▶ Short problem
Report how many lines of the records contain the word "noun", matching case exactly. Give only the number.

▶ Extracted information
__________________________________________________

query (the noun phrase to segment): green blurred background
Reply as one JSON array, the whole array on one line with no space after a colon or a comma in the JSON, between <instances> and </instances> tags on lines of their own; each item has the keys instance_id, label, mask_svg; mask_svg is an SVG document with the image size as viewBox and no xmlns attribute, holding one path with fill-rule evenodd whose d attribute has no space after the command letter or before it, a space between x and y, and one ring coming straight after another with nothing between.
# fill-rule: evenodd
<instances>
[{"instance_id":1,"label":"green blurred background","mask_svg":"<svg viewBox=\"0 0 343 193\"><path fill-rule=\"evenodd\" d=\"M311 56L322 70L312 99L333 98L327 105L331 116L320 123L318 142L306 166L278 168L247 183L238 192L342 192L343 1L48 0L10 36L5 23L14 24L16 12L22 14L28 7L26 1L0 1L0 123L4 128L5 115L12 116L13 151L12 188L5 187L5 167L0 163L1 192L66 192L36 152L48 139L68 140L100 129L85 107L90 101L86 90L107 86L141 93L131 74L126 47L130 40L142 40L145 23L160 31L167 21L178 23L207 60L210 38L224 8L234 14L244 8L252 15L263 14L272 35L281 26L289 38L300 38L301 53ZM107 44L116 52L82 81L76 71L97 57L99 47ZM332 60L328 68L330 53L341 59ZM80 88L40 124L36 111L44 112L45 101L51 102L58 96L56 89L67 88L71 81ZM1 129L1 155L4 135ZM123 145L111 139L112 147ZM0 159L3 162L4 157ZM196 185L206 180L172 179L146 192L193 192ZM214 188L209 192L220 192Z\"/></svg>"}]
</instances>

__________________________________________________

▶ Finished exercise
1